_EXTRACTED MATERIAL_
■ ■ ■ ■ ■
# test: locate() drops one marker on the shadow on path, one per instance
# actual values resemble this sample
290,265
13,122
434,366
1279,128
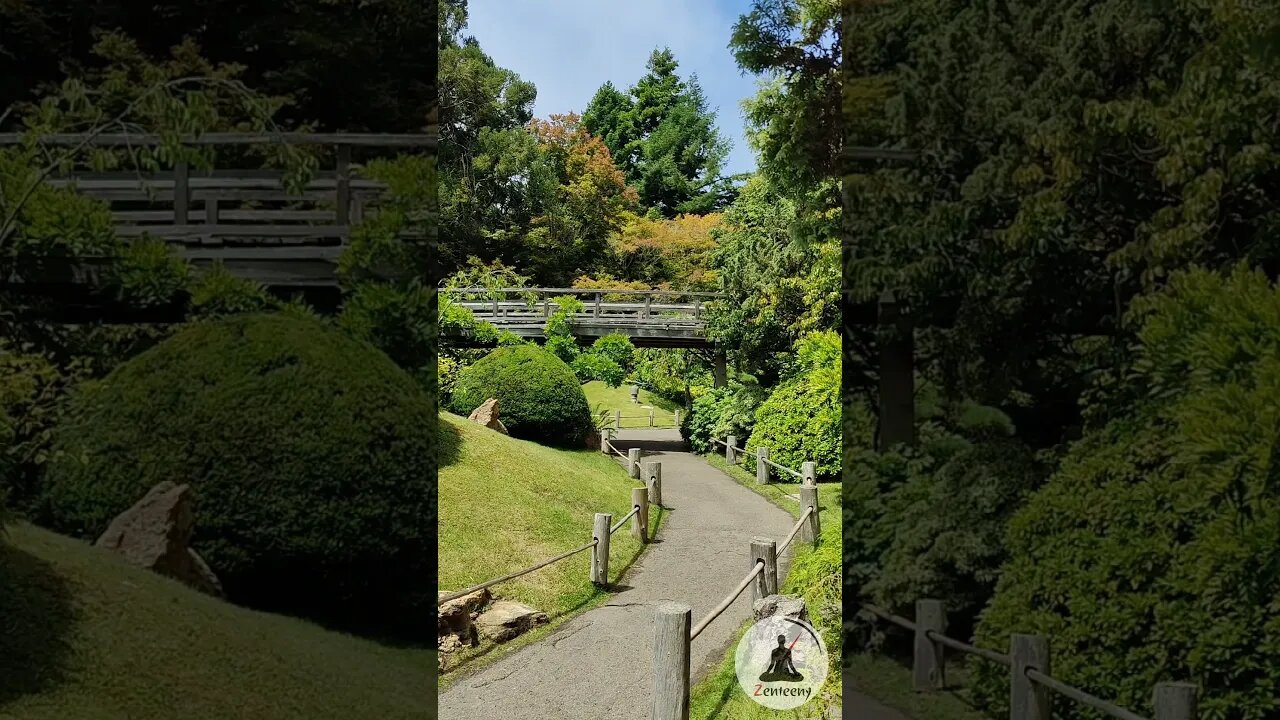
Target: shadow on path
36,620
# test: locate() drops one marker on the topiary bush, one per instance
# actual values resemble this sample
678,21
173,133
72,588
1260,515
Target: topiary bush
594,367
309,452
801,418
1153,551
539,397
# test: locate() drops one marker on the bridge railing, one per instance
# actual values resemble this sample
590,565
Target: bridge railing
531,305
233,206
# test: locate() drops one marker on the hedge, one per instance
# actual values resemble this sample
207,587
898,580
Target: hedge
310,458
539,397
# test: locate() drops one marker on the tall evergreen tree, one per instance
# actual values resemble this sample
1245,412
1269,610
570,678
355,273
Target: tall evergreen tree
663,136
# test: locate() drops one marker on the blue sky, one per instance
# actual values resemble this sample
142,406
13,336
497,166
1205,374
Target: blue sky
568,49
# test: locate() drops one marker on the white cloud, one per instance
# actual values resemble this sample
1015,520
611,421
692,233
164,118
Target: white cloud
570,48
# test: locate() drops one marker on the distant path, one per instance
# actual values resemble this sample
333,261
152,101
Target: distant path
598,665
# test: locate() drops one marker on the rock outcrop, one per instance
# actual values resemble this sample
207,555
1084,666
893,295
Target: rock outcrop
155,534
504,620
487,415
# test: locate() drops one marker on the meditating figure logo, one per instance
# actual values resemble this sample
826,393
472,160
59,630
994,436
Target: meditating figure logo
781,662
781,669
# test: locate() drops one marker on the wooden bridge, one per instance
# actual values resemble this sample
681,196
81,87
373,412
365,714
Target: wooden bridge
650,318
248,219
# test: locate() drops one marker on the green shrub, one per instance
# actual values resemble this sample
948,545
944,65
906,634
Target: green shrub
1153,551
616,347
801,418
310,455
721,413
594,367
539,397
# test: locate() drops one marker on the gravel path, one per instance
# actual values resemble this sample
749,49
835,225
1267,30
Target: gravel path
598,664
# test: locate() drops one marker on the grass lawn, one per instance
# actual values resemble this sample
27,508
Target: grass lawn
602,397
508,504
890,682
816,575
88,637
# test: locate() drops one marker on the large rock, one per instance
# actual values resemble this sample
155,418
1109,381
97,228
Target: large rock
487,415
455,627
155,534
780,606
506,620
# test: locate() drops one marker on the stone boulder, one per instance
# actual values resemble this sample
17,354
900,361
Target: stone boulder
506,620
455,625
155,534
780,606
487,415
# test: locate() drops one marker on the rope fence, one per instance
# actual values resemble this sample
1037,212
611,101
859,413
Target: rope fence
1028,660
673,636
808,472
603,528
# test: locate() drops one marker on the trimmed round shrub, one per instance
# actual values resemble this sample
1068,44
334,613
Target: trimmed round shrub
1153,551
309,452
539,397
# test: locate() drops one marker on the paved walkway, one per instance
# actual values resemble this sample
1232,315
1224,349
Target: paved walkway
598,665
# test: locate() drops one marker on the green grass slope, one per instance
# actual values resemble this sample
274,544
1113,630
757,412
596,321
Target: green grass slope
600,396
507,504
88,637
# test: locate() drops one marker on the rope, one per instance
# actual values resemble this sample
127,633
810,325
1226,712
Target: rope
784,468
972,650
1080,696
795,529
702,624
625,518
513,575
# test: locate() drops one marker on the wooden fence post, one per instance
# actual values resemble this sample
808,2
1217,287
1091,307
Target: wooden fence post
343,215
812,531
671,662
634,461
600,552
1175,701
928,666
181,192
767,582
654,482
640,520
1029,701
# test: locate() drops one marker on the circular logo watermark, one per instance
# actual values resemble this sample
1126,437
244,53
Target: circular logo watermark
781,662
■ ■ ■ ■ ■
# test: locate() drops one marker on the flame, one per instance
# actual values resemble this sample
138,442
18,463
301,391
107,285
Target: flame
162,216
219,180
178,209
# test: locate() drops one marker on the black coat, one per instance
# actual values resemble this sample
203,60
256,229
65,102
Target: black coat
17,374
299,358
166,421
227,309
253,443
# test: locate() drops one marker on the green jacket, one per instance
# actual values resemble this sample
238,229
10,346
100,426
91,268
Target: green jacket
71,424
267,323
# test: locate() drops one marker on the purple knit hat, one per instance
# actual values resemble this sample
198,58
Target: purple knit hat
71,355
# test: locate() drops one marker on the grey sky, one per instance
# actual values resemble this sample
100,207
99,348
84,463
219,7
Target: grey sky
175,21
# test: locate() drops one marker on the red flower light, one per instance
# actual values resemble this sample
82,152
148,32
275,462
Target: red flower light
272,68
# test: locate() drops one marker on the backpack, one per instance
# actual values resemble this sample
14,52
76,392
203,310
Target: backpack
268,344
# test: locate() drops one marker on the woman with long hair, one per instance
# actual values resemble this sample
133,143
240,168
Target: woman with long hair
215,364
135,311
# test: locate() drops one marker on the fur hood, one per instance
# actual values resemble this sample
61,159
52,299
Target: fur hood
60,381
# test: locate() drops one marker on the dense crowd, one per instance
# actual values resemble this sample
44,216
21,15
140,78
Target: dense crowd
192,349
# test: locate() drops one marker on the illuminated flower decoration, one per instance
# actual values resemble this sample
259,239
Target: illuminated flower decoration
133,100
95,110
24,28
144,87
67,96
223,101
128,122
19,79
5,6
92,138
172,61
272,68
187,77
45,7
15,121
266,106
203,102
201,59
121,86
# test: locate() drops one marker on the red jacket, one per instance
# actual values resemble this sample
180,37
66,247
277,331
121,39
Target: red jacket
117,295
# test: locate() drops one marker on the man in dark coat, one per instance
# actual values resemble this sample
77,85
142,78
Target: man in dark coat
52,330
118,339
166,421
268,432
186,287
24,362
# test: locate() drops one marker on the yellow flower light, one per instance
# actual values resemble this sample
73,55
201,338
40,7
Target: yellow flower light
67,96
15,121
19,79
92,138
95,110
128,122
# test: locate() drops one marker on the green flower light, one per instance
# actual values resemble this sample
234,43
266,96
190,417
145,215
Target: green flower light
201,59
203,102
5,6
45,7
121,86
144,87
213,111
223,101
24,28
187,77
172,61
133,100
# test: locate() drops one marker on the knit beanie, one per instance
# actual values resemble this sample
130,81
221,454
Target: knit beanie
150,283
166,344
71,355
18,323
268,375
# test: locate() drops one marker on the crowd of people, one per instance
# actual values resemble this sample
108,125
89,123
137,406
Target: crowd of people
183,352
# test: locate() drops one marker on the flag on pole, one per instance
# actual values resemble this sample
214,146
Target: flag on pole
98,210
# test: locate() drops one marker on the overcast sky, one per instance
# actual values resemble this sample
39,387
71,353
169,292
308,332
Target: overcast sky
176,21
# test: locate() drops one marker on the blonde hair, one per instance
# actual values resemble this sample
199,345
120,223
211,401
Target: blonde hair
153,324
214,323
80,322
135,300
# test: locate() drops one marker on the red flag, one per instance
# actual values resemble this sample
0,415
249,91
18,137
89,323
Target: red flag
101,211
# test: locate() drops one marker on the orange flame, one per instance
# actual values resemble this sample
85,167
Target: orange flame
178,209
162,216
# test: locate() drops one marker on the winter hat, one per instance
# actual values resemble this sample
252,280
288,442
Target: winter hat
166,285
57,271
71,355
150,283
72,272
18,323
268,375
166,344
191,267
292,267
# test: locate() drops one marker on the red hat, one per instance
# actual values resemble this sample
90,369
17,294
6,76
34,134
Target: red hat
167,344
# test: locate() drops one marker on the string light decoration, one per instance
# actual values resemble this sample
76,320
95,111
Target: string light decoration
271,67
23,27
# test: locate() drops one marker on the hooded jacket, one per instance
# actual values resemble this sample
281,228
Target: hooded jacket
■ ■ ■ ■ ■
_TASK BRIEF_
Could you update the items starting at the line that has "# test: locate() drops one marker on the hooded" and stopping after the line that has "Target: hooded jacket", swapping "hooded jacket" for "winter parka" and keeping everything else the same?

_PROBLEM SOLUTION_
# test: locate() drops one marker on the winter parka, one per instance
# actual values resemble this sample
281,228
Target: winter parka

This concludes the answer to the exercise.